━━ Source document ━━

(Original Post)
I don't understand Republican math.
The budget proposed by Republican Rep. Paul Ryan eliminates Medicare as we know it, gives hundreds of billions of dollars in tax cuts to the wealthiest Americans and claims to balance the budget by 2040. This so-called balanced budget, so-called Medicare reform is a actually neither.
The Bush tax cuts and the wars in Iraq and Afghanistan will account for almost half of the $20 trillion in debt that, under current policies, the nation will owe by 2019, while the stimulus and financial rescues will account for less than 10 percent of the debt at that time. Nevertheless, the Republican-Ryan plan maintains these Bush-era tax cuts while cutting the top individual tax rate from 35 percent to 25 percent, eliminating corporate income taxes and repealing estate taxes. Yet, it still has the audacity to claim it'll keep tax revenues the same.
How do you make $5 when you give away $4? You don't. The only way to keep revenue levels the same is to increase taxes on everyone else. The Citizens for Tax Justice, using real numbers, estimates the Republican-Ryan plan will allow the richest 1 percent to pay an estimated $211,300 less, on average, but force the bottom 80 percent of taxpayers to pay an estimated $1,700 more, on average.

━━━

▸ Tasks to perform:
**A)** Answer these questions from the budget post:
(i) By what year does the plan claim to balance the budget?
(ii) To what rate would the plan cut the top individual tax rate, and from what rate?
(iii) According to the Citizens for Tax Justice estimate, how much more would the bottom 80 percent of taxpayers pay on average?
**B)** Print the stretch of the budget post from "(Original Post)" through "a actually neither.".
**C)** According to the budget post, why can the plan keep tax revenues the same only by raising taxes on everyone else? Answer in one to three sentences.

━━ Extracted records ━━

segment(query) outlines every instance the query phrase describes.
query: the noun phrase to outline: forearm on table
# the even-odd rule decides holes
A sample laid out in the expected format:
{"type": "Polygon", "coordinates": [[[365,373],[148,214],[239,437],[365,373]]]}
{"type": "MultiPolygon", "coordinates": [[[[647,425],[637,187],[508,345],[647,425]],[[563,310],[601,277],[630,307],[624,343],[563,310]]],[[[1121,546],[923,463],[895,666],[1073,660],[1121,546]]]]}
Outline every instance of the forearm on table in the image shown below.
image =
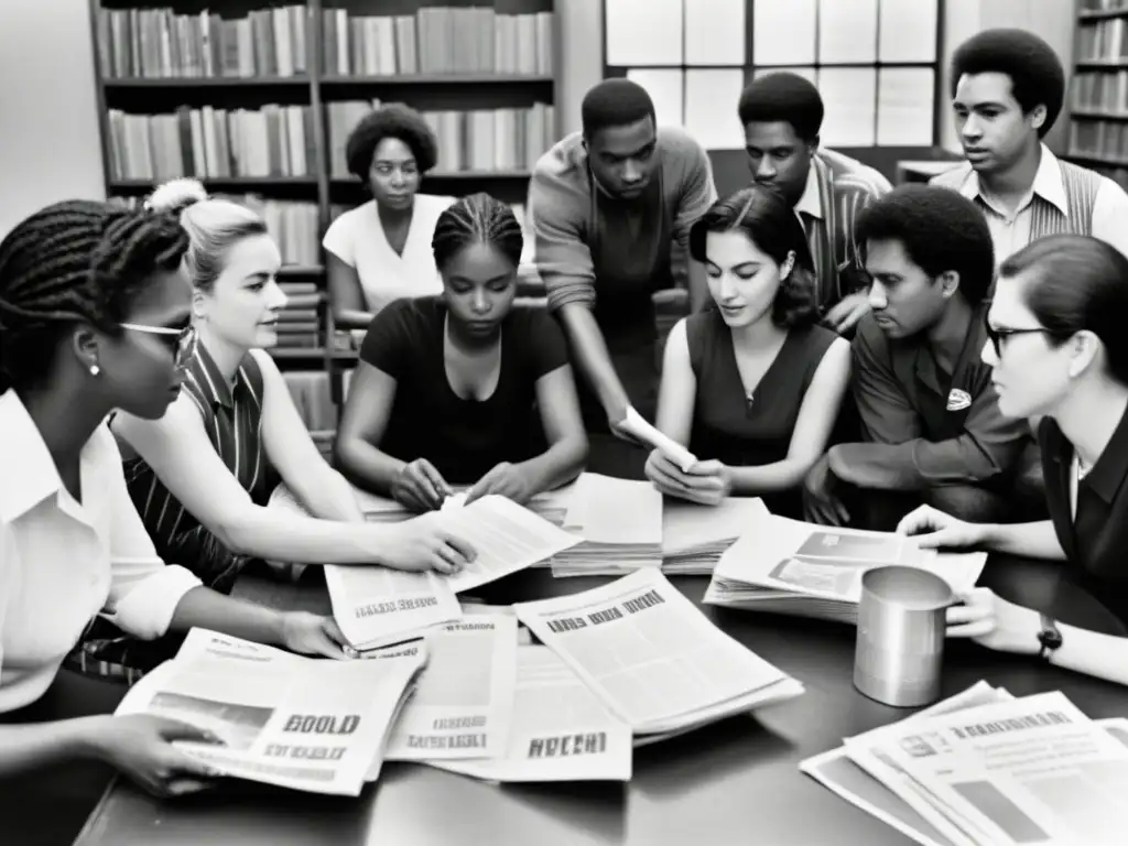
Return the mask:
{"type": "Polygon", "coordinates": [[[984,527],[984,548],[993,553],[1024,558],[1065,561],[1065,550],[1054,530],[1054,522],[992,523],[984,527]]]}
{"type": "Polygon", "coordinates": [[[631,400],[615,372],[602,329],[591,309],[570,303],[562,309],[561,319],[580,371],[599,398],[600,405],[607,409],[626,408],[631,400]]]}
{"type": "Polygon", "coordinates": [[[96,757],[98,726],[109,717],[0,725],[0,778],[76,758],[96,757]]]}

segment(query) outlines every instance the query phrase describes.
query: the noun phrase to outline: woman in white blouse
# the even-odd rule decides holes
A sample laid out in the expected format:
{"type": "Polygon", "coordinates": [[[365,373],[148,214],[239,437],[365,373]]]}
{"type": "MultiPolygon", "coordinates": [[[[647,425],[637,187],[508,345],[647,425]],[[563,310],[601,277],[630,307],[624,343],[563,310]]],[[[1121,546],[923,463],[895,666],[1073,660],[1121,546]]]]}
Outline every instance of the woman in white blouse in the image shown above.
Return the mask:
{"type": "Polygon", "coordinates": [[[442,292],[431,236],[453,197],[418,193],[438,155],[431,127],[400,104],[377,108],[349,135],[349,173],[372,199],[333,221],[323,241],[340,328],[367,329],[393,300],[442,292]]]}
{"type": "MultiPolygon", "coordinates": [[[[193,626],[342,656],[332,619],[208,590],[153,550],[105,425],[114,408],[165,413],[192,354],[187,249],[171,218],[55,203],[0,243],[0,778],[96,758],[153,793],[204,786],[156,716],[20,724],[99,613],[141,637],[193,626]]],[[[2,790],[2,788],[0,788],[2,790]]]]}

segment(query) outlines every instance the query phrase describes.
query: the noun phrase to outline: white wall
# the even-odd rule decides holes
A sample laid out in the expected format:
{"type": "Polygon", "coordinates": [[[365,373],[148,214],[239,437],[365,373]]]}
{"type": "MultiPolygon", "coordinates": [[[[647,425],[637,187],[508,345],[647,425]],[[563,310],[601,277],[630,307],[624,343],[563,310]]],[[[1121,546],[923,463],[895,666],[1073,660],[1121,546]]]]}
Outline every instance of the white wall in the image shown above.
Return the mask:
{"type": "Polygon", "coordinates": [[[88,0],[0,0],[0,236],[56,200],[103,199],[88,0]]]}

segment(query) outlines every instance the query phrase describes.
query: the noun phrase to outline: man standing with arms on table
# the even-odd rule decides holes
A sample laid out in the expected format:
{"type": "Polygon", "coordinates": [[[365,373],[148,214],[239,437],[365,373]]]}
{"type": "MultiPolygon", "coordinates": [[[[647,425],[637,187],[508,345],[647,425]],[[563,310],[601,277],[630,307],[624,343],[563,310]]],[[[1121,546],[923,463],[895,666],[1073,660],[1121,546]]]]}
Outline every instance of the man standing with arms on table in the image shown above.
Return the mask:
{"type": "Polygon", "coordinates": [[[589,466],[643,478],[646,452],[613,435],[624,437],[628,405],[653,421],[652,298],[688,287],[689,226],[716,191],[705,150],[679,129],[659,129],[650,95],[635,82],[597,85],[582,118],[583,131],[559,141],[532,173],[536,264],[581,373],[589,466]]]}
{"type": "Polygon", "coordinates": [[[975,201],[997,264],[1046,235],[1090,235],[1128,255],[1128,195],[1041,141],[1064,96],[1061,62],[1032,33],[987,29],[952,56],[952,108],[967,161],[932,184],[975,201]]]}
{"type": "MultiPolygon", "coordinates": [[[[807,232],[823,325],[853,333],[870,311],[854,223],[865,206],[889,192],[889,180],[861,161],[819,147],[822,97],[795,73],[754,80],[740,95],[738,111],[752,178],[778,191],[807,232]]],[[[695,311],[708,301],[704,280],[699,289],[695,311]]]]}
{"type": "Polygon", "coordinates": [[[999,414],[984,363],[981,303],[995,259],[975,204],[954,191],[904,185],[857,223],[872,315],[854,338],[862,443],[839,443],[811,468],[813,522],[891,531],[922,502],[999,522],[1031,435],[999,414]],[[942,503],[942,504],[940,504],[942,503]]]}

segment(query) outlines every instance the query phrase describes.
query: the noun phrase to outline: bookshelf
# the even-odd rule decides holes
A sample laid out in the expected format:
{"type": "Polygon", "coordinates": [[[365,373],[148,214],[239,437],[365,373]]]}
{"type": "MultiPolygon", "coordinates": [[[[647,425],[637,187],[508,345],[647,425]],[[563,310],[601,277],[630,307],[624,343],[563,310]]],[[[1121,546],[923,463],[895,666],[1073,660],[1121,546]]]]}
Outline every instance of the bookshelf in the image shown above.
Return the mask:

━━━

▸ Task results:
**A)**
(i) 2040.
(ii) To 25 percent, from 35 percent.
(iii) An estimated $1,700 more.

**B)**
(Original Post)
I don't understand Republican math.
The budget proposed by Republican Rep. Paul Ryan eliminates Medicare as we know it, gives hundreds of billions of dollars in tax cuts to the wealthiest Americans and claims to balance the budget by 2040. This so-called balanced budget, so-called Medicare reform is a actually neither.

**C)** The plan gives away revenue. It keeps the Bush-era tax cuts, cuts the top individual rate, eliminates corporate income taxes and repeals estate taxes. Because you cannot make $5 when you give away $4, the only way to keep revenue levels the same is to increase taxes on everyone else.